___ Extracted material ___

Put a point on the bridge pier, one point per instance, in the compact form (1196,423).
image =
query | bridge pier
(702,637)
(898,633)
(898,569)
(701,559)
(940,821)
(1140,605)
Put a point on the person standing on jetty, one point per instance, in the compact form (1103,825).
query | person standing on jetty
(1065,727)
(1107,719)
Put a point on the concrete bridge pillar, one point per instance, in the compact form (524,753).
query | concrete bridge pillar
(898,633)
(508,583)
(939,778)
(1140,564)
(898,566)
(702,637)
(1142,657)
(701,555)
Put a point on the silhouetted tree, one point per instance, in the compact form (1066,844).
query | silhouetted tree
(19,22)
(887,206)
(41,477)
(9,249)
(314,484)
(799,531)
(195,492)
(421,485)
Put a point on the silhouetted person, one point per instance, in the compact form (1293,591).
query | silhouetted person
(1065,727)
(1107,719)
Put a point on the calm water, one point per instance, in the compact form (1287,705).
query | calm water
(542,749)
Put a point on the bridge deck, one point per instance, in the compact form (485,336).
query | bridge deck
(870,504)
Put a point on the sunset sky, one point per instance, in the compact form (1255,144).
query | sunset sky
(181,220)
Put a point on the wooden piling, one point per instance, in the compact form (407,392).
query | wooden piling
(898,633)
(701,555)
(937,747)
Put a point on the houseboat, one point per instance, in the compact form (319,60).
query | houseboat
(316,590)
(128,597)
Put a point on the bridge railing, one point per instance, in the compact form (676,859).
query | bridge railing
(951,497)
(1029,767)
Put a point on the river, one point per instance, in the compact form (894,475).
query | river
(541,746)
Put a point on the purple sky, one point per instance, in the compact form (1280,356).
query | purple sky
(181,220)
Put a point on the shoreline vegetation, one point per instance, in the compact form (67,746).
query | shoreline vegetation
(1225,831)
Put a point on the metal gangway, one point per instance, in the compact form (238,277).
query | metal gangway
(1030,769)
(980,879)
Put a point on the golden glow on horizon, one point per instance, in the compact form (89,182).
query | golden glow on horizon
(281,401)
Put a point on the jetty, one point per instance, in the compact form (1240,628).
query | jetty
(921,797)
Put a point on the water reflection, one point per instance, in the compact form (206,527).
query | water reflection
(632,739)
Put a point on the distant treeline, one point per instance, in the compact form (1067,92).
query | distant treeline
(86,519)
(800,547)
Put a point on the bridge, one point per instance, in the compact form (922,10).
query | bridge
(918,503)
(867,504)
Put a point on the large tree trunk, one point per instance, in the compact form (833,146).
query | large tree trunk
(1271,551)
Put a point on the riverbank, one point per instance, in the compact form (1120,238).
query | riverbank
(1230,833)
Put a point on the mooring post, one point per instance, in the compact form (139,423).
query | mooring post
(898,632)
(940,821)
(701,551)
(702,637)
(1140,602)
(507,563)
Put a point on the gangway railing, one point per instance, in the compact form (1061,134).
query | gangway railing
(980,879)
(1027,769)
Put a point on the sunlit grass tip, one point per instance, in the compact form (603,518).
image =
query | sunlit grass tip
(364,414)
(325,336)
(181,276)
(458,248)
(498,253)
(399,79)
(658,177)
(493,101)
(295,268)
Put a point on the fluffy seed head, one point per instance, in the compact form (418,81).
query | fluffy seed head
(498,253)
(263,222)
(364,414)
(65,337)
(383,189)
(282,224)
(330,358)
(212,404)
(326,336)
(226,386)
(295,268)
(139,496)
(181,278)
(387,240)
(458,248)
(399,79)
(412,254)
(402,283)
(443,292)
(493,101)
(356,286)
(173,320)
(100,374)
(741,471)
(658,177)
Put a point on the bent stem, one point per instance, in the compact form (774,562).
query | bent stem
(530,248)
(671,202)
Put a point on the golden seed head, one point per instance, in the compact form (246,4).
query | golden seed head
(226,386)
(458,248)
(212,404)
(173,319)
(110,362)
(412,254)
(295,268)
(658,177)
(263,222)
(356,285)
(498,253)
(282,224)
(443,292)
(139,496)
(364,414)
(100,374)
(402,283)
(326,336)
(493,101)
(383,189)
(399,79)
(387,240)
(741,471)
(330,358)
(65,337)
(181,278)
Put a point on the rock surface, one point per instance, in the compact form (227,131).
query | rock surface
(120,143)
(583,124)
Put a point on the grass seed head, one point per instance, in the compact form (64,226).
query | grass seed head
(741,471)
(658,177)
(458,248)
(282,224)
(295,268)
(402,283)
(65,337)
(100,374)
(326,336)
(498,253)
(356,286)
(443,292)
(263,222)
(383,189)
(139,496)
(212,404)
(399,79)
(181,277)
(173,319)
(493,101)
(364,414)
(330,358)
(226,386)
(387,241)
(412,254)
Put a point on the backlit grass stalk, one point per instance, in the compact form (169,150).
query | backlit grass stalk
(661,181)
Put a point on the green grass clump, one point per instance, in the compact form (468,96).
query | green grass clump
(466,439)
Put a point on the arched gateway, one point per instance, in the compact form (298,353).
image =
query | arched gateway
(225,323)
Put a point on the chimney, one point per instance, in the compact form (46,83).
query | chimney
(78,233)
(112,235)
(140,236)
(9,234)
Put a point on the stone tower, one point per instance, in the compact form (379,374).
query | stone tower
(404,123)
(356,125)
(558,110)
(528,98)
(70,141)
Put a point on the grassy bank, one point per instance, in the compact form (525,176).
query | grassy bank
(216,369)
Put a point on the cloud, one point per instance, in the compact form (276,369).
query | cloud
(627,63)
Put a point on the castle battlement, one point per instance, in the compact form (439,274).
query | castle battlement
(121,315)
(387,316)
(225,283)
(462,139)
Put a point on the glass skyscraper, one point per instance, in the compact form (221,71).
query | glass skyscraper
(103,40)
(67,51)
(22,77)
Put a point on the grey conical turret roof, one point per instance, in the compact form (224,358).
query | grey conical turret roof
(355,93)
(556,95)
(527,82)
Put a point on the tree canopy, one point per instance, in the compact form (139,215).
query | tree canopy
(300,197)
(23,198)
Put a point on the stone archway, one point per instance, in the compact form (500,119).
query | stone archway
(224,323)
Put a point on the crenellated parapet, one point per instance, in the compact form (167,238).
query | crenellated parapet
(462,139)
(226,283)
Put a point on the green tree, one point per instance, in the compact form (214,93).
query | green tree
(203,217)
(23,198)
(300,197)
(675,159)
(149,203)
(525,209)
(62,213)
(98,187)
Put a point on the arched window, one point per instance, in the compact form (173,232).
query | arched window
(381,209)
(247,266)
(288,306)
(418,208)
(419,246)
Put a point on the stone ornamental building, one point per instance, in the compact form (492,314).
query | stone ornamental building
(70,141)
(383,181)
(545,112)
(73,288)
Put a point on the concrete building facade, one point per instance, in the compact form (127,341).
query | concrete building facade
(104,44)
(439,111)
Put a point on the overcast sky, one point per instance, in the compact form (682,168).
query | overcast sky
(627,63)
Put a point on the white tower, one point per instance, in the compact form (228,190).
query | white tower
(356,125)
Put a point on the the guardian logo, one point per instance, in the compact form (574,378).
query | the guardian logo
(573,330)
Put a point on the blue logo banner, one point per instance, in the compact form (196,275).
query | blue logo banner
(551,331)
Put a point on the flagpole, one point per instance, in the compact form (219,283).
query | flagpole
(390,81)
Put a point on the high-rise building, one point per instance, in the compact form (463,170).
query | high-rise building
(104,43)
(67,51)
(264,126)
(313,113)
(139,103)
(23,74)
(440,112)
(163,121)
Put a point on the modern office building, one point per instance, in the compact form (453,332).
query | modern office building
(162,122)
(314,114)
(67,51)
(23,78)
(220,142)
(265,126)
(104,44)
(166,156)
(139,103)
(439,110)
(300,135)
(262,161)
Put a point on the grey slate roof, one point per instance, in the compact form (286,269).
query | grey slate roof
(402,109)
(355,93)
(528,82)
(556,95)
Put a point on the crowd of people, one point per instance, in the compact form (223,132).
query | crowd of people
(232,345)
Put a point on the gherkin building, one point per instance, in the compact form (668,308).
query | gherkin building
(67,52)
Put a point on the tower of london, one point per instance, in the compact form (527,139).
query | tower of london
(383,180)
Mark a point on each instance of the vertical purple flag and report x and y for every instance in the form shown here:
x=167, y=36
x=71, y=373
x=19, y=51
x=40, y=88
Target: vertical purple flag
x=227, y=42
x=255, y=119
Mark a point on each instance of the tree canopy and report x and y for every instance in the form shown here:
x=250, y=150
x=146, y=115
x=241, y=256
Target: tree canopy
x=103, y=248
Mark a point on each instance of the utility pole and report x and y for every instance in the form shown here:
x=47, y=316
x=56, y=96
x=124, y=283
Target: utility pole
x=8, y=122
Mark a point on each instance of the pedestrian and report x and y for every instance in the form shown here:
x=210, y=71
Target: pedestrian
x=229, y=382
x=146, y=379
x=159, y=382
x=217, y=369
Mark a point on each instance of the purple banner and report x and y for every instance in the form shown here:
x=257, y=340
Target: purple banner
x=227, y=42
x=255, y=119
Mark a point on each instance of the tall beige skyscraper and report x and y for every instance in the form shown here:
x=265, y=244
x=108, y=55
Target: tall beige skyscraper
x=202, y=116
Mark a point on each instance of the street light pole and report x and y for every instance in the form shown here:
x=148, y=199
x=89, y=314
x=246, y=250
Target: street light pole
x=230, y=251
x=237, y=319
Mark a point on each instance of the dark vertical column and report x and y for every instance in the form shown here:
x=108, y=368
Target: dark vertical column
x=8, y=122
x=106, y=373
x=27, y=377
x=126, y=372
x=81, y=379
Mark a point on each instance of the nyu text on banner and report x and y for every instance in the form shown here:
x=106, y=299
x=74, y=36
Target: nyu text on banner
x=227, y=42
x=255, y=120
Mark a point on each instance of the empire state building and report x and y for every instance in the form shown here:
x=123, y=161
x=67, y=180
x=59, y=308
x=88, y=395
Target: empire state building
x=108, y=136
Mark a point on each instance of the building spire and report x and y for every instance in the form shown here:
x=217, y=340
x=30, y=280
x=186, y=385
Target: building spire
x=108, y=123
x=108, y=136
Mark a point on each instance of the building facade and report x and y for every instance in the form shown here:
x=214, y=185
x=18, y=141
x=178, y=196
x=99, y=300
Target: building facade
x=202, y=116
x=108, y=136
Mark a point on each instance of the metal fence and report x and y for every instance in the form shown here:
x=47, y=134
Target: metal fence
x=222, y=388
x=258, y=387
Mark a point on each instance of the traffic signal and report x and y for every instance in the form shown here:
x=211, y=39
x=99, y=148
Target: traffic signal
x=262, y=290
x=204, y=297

___

_What to work on:_
Reproduce the items starting with the line that contains "Mark a point on each instance of the building spire" and going on through the last line of the items, keeping every line unchanged.

_Finished exercise:_
Mark a point on each instance of the building spire and report x and y for every instance in the form shown here:
x=217, y=340
x=30, y=280
x=186, y=385
Target: building spire
x=108, y=123
x=108, y=136
Mark a point on each instance of the building facade and report x and y for every instance in the form shown here:
x=214, y=185
x=18, y=141
x=178, y=196
x=99, y=300
Target: building facade
x=202, y=116
x=108, y=136
Mark a point on each instance of the metal fence and report x and y for every instance in the form shown here:
x=47, y=134
Target: metal fence
x=222, y=388
x=258, y=387
Mark a point on each instance of the traffic signal and report x and y for every instance in the form shown here:
x=211, y=39
x=99, y=148
Target: traffic signal
x=262, y=290
x=204, y=297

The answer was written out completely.